→ YOUR INSTRUCTIONS
Please recast each line of the records below as a Markdown table with the columns "No." and "Line", leaving out any blank lines.

→ Stored records
BEGIN

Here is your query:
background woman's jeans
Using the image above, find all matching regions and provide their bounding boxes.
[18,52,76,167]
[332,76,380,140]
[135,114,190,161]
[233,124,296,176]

END

→ ANSWER TO THE PROBLEM
| No. | Line |
|---|---|
| 1 | Here is your query: |
| 2 | background woman's jeans |
| 3 | Using the image above, find all matching regions and provide their bounding boxes. |
| 4 | [18,52,76,167] |
| 5 | [332,76,380,140] |
| 6 | [135,114,190,161] |
| 7 | [233,124,296,176] |